Begin Extracted material

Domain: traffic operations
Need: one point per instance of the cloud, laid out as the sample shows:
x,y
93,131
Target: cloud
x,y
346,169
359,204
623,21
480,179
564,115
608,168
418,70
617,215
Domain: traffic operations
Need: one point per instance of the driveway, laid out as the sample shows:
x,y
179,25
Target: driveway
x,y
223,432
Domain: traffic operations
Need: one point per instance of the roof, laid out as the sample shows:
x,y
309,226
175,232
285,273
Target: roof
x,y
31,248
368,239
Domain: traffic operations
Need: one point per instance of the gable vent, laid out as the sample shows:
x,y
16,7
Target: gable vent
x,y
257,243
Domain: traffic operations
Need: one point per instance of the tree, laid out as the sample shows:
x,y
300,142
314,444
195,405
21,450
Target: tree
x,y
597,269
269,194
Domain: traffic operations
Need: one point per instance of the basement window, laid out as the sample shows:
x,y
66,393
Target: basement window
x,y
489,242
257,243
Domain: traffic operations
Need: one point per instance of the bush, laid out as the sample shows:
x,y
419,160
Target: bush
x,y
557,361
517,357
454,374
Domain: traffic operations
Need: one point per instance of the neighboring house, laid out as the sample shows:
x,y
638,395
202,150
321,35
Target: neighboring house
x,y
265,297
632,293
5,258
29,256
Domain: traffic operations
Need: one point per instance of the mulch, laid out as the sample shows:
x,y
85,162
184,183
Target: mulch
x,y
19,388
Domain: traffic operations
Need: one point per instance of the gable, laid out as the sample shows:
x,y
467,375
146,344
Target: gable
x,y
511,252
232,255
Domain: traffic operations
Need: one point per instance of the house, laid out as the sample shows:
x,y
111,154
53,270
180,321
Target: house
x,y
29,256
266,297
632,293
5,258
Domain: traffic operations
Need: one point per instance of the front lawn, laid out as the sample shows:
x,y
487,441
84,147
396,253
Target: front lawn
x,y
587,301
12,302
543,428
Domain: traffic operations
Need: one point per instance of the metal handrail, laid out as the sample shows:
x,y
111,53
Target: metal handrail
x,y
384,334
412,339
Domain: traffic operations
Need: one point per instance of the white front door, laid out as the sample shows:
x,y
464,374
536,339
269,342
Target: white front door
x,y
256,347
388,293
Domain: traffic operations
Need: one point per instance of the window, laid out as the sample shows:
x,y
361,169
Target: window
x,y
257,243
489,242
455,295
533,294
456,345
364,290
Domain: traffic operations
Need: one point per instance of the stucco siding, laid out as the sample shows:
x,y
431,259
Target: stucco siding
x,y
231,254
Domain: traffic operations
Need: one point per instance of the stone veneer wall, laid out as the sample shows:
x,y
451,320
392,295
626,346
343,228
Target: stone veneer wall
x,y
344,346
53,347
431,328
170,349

End Extracted material

Each record above should be returned exactly as it appears.

Domain: traffic operations
Need: one point per instance of the cloud, laid out as the sample shows:
x,y
93,131
Target: cloud
x,y
346,169
359,204
623,21
480,179
564,115
608,168
418,70
617,215
Domain: traffic operations
Need: one point per instance of the driveway, laid out as the sample shows:
x,y
179,25
Target: driveway
x,y
223,432
Domain: traffic operations
Need: one point per instance of the roof, laid out as the sample shows:
x,y
309,226
175,232
285,273
Target: roof
x,y
31,248
368,239
Domain: traffic operations
Need: one point per instance of the gable vent, laid out as the sample shows:
x,y
16,7
Target: gable vent
x,y
257,243
Domain: traffic operations
Need: one point per instance of the tree, laid out as the sample shows:
x,y
300,142
314,444
195,405
21,450
Target: tree
x,y
597,269
269,194
Domain: traffic operations
Need: one point per instance of the basement window, laid out as the sample shows:
x,y
66,393
Target: basement window
x,y
489,242
257,243
Domain: traffic operations
Need: one point per instance of the bush, laid out as the sample shows:
x,y
419,160
Target: bush
x,y
557,361
517,357
454,374
Domain: traffic operations
Need: one point per instance of the neighboring house, laid out as the sample shows:
x,y
638,395
202,150
321,35
Target: neighboring house
x,y
265,297
632,293
5,258
29,256
Domain: traffic operations
Need: one point per instance of the mulch, laid out as the sample shows:
x,y
85,162
184,183
Target: mulch
x,y
19,388
Domain: traffic operations
Need: one point per instance of the gable, laid out as the sample shows:
x,y
467,375
146,344
Target: gable
x,y
511,252
232,255
Domain: traffic operations
Need: one point per instance of the house, laid out as the sample shows:
x,y
111,154
53,270
180,321
Target: house
x,y
29,256
266,297
632,293
5,258
Domain: traffic operations
Need: one point per instance of the front lawn, laid out as the sample shows:
x,y
487,441
84,147
396,253
Target: front lawn
x,y
587,301
12,302
543,428
Domain: traffic operations
Need: one point per instance of the metal handrail, laid out as the sample shows:
x,y
111,53
Target: metal handrail
x,y
384,334
412,339
Domain: traffic operations
Need: one point per instance of the white front door, laid out as the sample shows:
x,y
464,374
536,339
269,342
Target: white front door
x,y
256,347
388,293
Domain: traffic operations
Need: one point per instance of the window, laid out as the sample shows:
x,y
361,169
Target: window
x,y
257,243
489,242
455,295
533,294
456,345
364,290
Domain: traffic operations
Need: one point per instance of the stucco siding, laid out as the sample shows:
x,y
431,259
Target: stucco siding
x,y
231,254
Domain: traffic operations
Need: one point per instance of the stone veneer wall, laid out as the sample shows:
x,y
451,320
392,295
626,346
343,228
Target: stone veneer wall
x,y
344,346
53,347
431,328
170,349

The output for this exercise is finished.